§ **Request**:
From the items below, copy out each line that contains the string "overcast". Case counts.

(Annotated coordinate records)
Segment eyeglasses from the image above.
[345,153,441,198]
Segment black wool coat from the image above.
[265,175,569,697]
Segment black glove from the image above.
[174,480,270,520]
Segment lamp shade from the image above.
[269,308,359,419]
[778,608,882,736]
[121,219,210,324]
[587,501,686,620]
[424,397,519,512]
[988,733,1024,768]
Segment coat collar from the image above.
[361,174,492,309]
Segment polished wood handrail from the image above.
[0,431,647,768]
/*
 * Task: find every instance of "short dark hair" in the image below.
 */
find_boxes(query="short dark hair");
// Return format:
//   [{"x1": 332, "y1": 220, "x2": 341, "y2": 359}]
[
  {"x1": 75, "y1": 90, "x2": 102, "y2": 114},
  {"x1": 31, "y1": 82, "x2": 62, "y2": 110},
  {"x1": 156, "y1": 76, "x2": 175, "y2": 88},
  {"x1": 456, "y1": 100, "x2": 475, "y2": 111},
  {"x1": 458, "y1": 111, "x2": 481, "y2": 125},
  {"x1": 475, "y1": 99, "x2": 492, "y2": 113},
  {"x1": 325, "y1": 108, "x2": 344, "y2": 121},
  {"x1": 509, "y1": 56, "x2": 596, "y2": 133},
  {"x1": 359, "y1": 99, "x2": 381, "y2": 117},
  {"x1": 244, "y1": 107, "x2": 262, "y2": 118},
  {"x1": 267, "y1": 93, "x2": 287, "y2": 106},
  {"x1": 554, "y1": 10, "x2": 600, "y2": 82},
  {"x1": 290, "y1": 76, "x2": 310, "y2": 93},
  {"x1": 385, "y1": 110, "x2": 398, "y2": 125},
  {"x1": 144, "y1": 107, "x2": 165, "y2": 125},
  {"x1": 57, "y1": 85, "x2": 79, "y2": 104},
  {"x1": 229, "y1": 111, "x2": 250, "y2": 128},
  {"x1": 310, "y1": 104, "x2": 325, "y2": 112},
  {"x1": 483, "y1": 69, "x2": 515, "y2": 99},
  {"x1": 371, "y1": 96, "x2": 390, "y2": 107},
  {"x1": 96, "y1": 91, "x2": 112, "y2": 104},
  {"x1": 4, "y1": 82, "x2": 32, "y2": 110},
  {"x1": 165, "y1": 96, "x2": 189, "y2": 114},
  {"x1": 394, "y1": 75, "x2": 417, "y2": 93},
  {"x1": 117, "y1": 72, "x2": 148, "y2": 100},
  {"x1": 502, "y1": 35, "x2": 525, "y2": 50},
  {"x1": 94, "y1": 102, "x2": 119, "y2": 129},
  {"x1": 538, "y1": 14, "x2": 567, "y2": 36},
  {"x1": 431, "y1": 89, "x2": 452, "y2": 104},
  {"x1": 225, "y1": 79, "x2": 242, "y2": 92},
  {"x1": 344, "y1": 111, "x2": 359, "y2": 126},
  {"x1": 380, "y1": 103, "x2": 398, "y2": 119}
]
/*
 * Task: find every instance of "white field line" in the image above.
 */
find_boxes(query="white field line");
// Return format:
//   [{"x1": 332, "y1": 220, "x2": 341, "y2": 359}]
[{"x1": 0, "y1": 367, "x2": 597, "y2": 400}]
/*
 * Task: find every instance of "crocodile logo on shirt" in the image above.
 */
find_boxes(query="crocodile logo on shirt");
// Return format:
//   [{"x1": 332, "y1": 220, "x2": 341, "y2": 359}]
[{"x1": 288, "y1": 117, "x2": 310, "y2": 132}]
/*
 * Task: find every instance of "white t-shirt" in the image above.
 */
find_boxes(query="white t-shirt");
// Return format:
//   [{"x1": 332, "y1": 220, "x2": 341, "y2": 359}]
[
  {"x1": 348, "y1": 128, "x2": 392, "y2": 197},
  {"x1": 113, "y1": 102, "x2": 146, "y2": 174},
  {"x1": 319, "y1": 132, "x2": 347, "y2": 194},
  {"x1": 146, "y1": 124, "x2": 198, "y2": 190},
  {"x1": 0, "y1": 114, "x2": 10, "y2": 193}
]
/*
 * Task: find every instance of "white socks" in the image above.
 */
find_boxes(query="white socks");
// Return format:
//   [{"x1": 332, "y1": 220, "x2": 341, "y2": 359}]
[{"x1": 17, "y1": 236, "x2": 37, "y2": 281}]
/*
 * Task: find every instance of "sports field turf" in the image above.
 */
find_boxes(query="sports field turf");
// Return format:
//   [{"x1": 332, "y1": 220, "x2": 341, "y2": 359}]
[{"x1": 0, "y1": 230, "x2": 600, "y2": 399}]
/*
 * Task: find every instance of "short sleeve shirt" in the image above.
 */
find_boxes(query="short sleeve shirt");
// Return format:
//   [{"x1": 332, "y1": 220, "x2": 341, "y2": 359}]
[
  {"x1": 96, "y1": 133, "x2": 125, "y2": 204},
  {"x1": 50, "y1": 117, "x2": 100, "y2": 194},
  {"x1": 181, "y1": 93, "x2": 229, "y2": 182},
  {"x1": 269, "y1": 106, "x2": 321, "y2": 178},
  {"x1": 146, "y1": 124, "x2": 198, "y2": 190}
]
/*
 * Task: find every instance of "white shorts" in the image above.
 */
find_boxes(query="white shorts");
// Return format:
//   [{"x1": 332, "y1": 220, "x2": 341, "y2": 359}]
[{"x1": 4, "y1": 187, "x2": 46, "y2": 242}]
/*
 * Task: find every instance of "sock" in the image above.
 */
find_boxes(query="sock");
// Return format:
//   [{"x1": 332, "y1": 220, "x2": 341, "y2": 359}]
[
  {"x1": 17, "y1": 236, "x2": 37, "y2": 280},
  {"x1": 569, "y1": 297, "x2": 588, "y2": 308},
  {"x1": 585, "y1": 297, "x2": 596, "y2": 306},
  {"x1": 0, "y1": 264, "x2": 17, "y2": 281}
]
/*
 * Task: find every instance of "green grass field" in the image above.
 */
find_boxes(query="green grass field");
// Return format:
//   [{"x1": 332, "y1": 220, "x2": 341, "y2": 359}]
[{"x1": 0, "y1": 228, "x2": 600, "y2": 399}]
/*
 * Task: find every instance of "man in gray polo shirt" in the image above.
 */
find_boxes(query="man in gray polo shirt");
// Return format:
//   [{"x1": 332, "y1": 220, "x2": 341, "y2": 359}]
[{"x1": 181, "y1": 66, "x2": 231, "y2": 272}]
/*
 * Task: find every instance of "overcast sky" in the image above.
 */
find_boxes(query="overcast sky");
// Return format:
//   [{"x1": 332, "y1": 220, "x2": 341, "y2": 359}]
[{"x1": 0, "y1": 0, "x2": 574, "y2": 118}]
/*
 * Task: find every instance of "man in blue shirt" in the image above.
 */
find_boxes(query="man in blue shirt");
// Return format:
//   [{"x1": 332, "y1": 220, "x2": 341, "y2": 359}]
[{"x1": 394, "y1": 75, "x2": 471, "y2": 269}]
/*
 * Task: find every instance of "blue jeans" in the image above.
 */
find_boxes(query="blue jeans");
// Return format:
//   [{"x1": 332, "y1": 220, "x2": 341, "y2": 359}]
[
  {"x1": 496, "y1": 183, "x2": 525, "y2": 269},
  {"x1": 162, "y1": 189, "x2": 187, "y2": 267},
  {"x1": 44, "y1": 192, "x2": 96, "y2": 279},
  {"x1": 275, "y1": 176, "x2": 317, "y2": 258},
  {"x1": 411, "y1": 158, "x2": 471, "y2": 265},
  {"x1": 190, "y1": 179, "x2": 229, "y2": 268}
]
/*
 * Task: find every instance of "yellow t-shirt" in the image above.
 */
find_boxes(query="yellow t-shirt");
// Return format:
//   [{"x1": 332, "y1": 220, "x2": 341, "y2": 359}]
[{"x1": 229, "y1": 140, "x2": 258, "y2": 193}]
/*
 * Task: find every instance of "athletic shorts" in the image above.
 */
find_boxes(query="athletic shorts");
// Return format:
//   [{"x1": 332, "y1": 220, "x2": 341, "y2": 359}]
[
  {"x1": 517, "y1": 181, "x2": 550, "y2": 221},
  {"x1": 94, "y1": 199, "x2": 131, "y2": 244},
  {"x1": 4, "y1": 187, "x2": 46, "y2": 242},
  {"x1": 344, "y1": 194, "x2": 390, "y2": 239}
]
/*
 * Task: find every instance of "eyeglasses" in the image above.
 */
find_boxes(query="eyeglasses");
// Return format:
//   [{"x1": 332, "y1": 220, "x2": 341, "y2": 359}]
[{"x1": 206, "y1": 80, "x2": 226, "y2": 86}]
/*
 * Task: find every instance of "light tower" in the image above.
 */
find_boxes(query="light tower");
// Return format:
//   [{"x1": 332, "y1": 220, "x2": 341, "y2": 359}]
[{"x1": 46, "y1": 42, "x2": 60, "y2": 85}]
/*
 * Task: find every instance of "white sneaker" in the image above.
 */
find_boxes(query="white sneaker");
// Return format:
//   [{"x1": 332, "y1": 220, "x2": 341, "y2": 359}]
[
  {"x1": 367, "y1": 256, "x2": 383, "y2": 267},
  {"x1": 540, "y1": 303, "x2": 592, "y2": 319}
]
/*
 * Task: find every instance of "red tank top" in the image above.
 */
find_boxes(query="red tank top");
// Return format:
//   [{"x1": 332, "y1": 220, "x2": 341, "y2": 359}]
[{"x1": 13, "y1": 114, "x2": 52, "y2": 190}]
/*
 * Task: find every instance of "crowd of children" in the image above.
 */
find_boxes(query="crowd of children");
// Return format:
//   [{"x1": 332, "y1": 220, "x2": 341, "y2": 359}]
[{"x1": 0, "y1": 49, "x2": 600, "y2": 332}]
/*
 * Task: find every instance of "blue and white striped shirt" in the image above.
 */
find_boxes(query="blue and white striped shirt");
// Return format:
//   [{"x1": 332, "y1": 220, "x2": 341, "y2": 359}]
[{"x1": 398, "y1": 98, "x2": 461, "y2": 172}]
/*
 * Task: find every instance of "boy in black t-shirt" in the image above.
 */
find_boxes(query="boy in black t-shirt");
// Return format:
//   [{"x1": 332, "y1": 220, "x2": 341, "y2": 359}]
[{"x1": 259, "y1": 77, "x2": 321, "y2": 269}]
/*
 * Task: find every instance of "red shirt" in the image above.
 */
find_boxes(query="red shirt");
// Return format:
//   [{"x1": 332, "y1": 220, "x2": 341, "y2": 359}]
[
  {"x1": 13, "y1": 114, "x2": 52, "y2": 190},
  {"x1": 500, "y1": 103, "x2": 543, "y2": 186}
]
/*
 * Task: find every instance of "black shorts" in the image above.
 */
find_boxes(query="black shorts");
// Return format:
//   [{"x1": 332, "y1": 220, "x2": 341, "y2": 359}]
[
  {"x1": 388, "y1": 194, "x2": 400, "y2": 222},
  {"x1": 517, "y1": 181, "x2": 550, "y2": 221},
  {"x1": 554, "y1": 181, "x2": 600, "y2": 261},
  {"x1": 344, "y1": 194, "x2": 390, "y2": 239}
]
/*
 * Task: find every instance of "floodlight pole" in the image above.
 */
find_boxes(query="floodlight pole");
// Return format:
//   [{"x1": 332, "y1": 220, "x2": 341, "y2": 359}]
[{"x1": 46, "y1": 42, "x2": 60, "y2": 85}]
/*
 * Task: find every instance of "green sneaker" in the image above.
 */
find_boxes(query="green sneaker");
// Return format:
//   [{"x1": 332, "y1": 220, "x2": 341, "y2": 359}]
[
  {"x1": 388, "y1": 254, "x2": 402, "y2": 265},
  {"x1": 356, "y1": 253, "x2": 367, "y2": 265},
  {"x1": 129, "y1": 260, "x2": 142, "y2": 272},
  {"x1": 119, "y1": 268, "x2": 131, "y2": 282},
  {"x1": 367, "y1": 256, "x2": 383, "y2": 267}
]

§ **Response to the exercise**:
 * Task: find every instance of "overcast sky" in the image above.
find_boxes(query="overcast sky");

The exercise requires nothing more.